[Extracted records]
——
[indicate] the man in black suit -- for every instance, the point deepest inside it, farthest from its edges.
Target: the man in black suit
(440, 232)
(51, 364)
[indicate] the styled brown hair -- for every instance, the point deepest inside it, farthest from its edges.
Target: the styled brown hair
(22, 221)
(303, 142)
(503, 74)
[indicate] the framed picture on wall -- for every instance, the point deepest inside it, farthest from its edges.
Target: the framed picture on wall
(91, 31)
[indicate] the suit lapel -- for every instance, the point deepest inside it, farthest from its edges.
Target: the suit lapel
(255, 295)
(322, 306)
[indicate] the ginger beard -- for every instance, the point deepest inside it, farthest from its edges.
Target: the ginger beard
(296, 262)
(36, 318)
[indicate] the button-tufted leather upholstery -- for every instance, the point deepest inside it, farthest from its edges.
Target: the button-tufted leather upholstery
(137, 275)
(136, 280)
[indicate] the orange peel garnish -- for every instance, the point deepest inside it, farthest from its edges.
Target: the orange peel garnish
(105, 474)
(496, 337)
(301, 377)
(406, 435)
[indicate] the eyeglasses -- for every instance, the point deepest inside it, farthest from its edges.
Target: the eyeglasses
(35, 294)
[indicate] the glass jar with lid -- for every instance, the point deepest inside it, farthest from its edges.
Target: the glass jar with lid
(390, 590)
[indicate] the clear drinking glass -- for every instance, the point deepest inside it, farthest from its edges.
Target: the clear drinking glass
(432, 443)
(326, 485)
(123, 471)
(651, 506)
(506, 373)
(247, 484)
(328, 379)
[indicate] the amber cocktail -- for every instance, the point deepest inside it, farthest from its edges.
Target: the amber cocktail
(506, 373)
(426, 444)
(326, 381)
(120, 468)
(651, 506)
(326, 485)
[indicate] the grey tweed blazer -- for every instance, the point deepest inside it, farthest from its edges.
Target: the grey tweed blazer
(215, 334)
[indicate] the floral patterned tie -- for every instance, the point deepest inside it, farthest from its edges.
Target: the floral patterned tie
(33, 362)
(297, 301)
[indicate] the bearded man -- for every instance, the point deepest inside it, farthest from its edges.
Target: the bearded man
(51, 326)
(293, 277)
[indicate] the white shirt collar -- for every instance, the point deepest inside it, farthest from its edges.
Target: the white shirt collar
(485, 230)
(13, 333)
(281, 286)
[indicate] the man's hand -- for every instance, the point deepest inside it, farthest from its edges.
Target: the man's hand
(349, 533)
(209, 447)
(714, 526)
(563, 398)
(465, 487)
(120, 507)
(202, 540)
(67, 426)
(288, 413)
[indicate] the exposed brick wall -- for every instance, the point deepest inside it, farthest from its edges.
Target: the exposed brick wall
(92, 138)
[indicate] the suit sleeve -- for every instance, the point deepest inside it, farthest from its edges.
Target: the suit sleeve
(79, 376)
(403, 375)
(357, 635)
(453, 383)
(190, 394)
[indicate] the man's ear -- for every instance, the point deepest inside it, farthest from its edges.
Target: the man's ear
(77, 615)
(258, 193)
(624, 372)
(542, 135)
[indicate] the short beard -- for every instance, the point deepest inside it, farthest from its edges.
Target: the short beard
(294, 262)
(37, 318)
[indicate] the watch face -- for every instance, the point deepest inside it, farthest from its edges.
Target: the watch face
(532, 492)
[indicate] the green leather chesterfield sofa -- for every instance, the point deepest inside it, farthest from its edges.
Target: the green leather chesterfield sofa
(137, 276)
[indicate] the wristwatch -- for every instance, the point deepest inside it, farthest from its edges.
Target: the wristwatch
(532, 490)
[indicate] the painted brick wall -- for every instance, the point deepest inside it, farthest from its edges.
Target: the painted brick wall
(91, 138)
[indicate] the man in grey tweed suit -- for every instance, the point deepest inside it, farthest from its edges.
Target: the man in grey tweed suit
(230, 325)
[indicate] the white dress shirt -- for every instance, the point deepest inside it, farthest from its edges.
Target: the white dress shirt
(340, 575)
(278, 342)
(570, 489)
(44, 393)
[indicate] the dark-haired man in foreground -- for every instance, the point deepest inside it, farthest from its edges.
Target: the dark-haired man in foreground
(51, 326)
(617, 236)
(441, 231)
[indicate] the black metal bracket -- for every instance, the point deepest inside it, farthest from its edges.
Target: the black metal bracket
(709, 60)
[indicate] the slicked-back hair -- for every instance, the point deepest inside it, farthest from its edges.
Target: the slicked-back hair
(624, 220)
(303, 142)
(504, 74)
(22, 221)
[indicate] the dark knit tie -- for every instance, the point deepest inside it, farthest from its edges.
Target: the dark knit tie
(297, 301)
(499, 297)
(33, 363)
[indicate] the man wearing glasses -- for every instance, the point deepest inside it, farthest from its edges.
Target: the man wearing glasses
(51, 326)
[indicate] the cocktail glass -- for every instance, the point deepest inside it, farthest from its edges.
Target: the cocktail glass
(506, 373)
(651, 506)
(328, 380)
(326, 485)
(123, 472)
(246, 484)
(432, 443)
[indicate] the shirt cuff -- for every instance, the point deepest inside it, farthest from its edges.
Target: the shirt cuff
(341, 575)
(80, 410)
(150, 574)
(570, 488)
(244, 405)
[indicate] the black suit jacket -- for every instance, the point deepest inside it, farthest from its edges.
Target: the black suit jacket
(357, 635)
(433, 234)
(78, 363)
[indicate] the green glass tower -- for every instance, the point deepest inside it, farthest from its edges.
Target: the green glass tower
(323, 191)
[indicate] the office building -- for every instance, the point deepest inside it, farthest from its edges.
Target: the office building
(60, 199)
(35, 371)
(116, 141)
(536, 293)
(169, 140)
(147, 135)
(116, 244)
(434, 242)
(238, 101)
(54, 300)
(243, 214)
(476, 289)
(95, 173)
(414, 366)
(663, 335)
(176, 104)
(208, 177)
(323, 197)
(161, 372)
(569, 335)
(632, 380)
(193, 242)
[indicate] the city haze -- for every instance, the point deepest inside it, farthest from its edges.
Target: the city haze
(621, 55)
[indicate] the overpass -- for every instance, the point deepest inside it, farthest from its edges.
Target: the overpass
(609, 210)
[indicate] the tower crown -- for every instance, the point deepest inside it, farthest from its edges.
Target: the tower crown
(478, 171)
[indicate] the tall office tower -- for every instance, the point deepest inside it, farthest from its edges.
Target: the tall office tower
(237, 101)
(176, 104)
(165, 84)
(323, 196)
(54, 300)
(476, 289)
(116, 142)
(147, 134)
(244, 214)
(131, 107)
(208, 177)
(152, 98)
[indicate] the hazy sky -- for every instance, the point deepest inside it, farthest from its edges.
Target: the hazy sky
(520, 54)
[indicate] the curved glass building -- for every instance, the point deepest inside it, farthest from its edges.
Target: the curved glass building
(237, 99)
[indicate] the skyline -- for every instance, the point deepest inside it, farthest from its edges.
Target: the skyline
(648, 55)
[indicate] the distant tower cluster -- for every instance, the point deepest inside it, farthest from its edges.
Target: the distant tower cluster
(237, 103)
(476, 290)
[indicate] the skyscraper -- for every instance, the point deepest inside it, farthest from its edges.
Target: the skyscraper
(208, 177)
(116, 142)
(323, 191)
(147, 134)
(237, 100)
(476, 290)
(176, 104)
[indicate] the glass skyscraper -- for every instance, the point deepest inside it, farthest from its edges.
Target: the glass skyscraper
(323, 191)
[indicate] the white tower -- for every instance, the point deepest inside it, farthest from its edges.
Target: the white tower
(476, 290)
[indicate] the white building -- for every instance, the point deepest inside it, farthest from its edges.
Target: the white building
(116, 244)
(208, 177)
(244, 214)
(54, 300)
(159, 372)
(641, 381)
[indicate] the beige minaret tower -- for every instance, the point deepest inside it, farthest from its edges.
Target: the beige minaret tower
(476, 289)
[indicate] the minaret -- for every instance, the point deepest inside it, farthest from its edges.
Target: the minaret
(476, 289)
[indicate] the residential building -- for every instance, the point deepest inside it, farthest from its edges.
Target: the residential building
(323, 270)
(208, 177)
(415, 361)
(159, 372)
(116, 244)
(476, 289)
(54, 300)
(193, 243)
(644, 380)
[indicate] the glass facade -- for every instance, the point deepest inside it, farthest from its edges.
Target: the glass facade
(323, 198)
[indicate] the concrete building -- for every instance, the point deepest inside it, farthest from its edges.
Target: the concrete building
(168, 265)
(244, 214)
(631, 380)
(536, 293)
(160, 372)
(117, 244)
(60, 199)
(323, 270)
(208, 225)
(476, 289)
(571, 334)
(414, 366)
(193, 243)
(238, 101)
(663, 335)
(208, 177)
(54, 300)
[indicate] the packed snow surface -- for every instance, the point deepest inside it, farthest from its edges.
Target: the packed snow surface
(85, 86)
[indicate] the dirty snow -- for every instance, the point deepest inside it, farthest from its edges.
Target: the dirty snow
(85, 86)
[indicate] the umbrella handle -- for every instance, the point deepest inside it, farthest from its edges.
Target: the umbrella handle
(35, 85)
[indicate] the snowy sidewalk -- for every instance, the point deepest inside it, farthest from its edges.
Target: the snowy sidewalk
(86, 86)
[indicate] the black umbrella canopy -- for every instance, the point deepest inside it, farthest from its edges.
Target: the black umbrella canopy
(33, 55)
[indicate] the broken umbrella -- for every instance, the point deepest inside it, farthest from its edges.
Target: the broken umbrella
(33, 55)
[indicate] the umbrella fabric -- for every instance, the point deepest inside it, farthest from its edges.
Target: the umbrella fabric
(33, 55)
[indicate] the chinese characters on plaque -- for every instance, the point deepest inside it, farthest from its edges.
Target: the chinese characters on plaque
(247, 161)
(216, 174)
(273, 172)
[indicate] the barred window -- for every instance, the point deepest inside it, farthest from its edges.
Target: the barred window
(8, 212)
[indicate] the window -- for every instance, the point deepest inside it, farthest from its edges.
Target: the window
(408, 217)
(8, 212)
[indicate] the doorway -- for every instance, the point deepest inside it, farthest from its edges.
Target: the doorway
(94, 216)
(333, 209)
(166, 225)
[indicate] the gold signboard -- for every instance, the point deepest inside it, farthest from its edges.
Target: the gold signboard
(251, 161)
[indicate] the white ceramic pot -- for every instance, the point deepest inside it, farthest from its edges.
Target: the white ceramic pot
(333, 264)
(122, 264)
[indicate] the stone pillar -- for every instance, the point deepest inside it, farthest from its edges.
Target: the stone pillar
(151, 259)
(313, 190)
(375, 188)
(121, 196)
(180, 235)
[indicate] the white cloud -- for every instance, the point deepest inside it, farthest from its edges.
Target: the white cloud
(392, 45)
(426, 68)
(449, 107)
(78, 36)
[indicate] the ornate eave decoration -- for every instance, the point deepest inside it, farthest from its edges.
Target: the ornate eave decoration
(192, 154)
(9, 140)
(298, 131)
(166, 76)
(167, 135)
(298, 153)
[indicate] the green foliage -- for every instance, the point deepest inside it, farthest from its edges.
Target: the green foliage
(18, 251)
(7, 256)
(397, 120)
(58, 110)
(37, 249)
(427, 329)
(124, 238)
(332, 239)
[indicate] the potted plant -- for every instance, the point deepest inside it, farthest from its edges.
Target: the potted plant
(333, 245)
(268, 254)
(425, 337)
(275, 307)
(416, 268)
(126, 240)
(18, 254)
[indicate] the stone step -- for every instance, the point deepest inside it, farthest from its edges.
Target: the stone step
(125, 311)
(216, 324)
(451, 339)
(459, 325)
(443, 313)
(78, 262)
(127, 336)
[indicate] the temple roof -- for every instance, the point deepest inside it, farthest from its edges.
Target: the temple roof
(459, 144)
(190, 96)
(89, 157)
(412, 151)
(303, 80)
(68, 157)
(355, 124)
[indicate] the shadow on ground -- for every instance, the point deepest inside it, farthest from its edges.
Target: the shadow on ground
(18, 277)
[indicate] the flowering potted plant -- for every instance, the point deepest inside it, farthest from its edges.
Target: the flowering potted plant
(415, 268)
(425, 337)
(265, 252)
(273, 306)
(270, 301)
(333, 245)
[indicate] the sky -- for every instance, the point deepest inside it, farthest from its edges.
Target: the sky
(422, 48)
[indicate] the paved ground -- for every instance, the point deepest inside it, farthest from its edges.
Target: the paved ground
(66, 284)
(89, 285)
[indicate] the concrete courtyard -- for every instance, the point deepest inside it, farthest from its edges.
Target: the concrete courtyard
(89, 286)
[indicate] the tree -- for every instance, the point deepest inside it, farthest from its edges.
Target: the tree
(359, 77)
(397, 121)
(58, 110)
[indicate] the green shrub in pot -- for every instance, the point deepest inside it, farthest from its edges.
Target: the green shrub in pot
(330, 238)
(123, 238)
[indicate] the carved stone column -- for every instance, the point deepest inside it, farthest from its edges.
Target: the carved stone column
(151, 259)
——
Repeat exactly, and only, the lines from the line with "[indicate] the temple" through the end of the listing above, both ends included.

-- TASK SOLUTION --
[indicate] the temple roof -- for every instance, the point deepest inside it, farthest from its edges.
Target: the temple roof
(459, 144)
(190, 96)
(89, 157)
(412, 151)
(303, 80)
(68, 157)
(355, 124)
[indicate] the shadow on ground -- for every instance, the point deepest inside it, farthest from its edges.
Target: the shadow on ground
(18, 277)
[indicate] the flowering potted plant -- for every instance, the point deepest inside it, farthest from its edges.
Target: the flowering potted plant
(415, 268)
(425, 337)
(265, 252)
(273, 306)
(270, 301)
(333, 245)
[indicate] the sky -- for every instance, the point deepest inside it, farthest from its edges.
Target: the sky
(422, 48)
[indicate] the paved ground -- for every instance, the point deepest inside it, farthest from its edges.
Target: the paved ground
(66, 284)
(89, 285)
[indicate] the concrete courtyard -- for every instance, the point deepest inside it, farthest from its edges.
Target: the concrete courtyard
(89, 286)
[indicate] the tree -- for every instance, the point deepest inside it, farthest from its edges.
Target: the tree
(359, 77)
(397, 121)
(58, 110)
[indicate] the green shrub in pot -- for every instance, the point deepest inside it, farthest from its edges.
Target: the green shrub in pot
(330, 238)
(123, 238)
[indicate] the carved stone column -- for every instance, the point deepest inside it, farthest from its edges.
Target: the carved stone column
(151, 259)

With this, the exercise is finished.